### 問題 A
急性冠症候群・冠動脈疾患の基本情報統一に関する記事では、公表された基本情報・定義集の情報はいくつに分類されていますか。
### 問題 B
急性冠症候群・冠動脈疾患の基本情報統一に関する記事を、最後の文の後から書き継いでください。

### 出典本文

========================

2013年2月4日月曜日

ACCとAHA 急性冠症候群・冠動脈疾患の基本情報を統一


急性冠症候群・冠動脈疾患の基本情報を統一へ,その目的は?

■ACCとAHAは1月28日,急性冠症候群(ACS)と冠動脈疾患(CAD)の研究や臨床上重要な基本情報および定義の標準化を目指すと発表した。

■公表された基本情報・定義集では,患者背景や治療内容,予後などの情報が7つにカテゴライズされている。
ACCによると,標準化は臨床研究の分野だけでなく,電子カルテへの導入による日常臨床での適用も想定したものだという。
なお,編纂には米国救急医学会や米国胸部外科学会,救急看護師や救急救命士の団体も協力している。

◎ 規制当局メンバーも参画
■定義集は,米国および各国のACSレジストリーやこれまでの各種臨床試験で使用されているデータに基づき作成された。

========================

### 提供データ
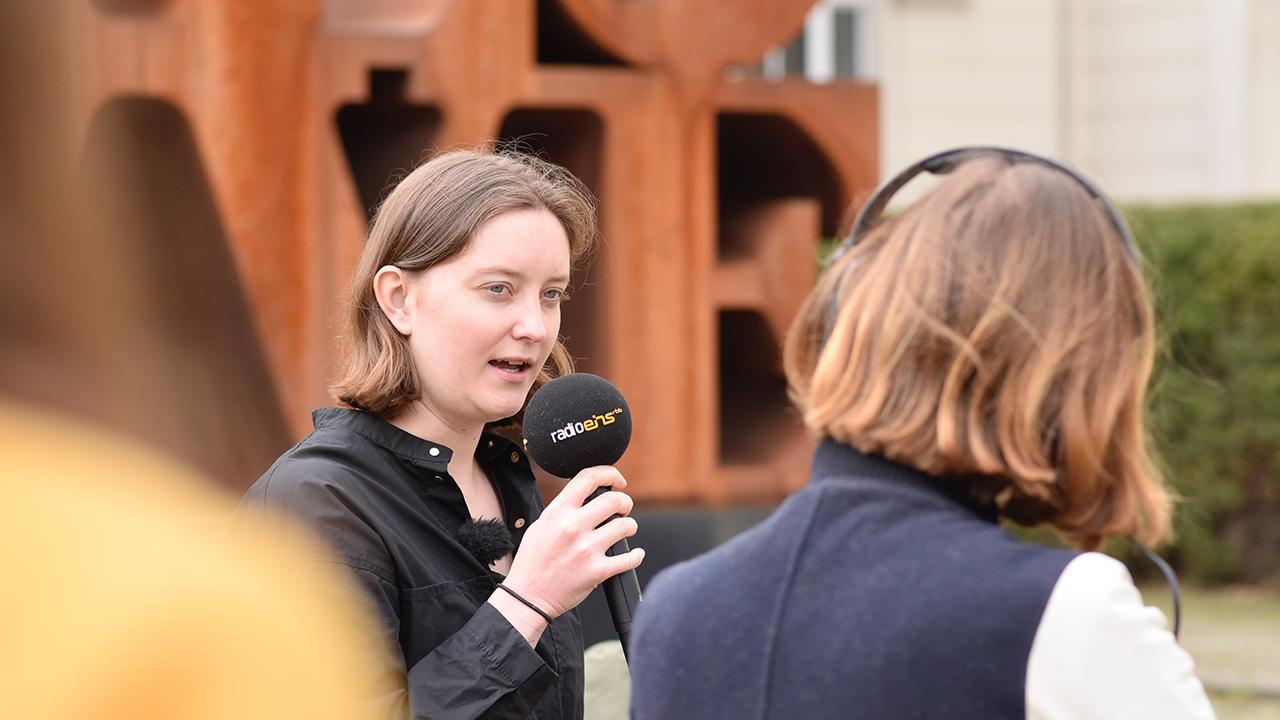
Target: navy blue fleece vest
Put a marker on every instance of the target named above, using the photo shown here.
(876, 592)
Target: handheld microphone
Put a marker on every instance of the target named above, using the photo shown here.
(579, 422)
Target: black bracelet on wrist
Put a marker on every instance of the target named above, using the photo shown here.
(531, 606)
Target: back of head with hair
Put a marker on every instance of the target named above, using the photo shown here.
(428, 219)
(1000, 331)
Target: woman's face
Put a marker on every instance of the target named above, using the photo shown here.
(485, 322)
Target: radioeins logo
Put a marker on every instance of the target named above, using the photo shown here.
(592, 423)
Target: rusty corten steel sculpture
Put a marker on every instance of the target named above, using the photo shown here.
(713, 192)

========================

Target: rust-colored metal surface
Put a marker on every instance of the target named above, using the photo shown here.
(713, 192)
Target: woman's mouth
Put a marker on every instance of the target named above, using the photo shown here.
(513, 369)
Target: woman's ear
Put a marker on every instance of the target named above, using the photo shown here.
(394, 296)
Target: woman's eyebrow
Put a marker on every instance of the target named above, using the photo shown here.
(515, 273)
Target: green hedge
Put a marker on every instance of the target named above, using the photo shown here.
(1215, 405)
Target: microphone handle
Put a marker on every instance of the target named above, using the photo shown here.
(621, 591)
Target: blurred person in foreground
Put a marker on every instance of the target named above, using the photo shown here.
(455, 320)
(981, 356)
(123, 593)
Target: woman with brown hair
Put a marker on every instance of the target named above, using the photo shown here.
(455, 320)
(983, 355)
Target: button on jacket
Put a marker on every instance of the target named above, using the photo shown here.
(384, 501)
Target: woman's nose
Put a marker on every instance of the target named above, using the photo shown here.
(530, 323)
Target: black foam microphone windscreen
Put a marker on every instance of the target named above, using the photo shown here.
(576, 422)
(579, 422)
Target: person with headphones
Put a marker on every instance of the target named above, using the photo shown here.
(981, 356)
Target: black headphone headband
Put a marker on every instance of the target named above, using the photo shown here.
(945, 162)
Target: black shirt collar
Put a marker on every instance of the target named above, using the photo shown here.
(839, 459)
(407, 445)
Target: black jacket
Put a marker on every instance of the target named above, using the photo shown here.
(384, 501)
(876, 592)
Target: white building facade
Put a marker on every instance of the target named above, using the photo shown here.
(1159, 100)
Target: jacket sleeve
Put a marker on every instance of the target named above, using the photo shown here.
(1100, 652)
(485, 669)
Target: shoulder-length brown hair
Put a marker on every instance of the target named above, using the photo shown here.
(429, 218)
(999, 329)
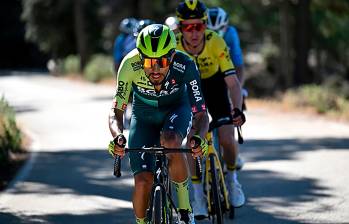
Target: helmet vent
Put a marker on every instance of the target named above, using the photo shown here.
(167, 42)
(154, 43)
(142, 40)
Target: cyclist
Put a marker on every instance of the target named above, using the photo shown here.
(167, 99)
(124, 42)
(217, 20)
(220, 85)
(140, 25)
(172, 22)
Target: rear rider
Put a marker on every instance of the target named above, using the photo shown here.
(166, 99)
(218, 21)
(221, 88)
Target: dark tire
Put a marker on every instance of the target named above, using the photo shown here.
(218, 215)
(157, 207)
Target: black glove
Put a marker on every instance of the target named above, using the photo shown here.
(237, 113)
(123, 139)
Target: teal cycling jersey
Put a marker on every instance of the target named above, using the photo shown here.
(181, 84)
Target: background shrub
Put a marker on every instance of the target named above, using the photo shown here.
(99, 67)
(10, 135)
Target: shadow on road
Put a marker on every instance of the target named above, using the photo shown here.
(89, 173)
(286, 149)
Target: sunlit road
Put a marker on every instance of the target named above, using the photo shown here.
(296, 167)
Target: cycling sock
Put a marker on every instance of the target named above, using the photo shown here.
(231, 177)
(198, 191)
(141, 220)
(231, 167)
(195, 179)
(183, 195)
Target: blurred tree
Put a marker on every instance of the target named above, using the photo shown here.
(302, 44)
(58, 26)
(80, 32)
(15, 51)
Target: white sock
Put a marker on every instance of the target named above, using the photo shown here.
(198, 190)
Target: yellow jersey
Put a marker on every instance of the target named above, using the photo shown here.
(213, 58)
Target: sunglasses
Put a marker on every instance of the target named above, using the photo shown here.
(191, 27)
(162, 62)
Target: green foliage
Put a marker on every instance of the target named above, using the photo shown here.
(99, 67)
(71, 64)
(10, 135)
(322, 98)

========================

### 解答欄 A
7つです。

### 解答欄 B
さらに,米食品医薬品局(FDA)のメンバーも参画し,薬剤やデバイスの評価に用いる主要な項目とのすり合わせが実施された。ACSとCADに関する基本情報の概要は次の通り。

1. 患者情報:性や生年月日,人種,入院紹介のソース,健康保険のタイプなど
2. 既往と危険因子:狭心症や心不全の既往,バイパス術歴,各種動脈硬化性疾患の有無,インフルエンザや肺炎球菌
 ワクチンの接種歴など
3. 臨床所見:症状が発現した日時,心拍数や初回受診時の収縮期血圧,身長・体重など
4. 診断方法:心電図および初回心電図の実施場所,LDLおよびHDLコレステロール値や血糖値など
5. 侵襲的治療介入:植え込み型除細動器(ICD)のタイプや非侵襲的ストレステストの実施日,ACS責任病変,左冠
    動脈主幹部の狭窄度など
6. 薬物療法:使用した抗凝固薬の量,発症24時間以内のβ遮断薬の使用,退院時のアスピリン処方の有無など
7. 予後:入院中の死亡,再発,出血に関する情報(TIMIやGUSTO分類,出血箇所など)あるいは外科治療の有無,
   退院時の状態(自宅,多施設への転院)ほか

◎研究,臨床現場のプラットフォーム共通化で患者の予後改善を目指す
■ACCはこの定義集を,臨床研究や患者登録システム,構造化レポートの他,電子カルテに適用することも視野に入れていると説明。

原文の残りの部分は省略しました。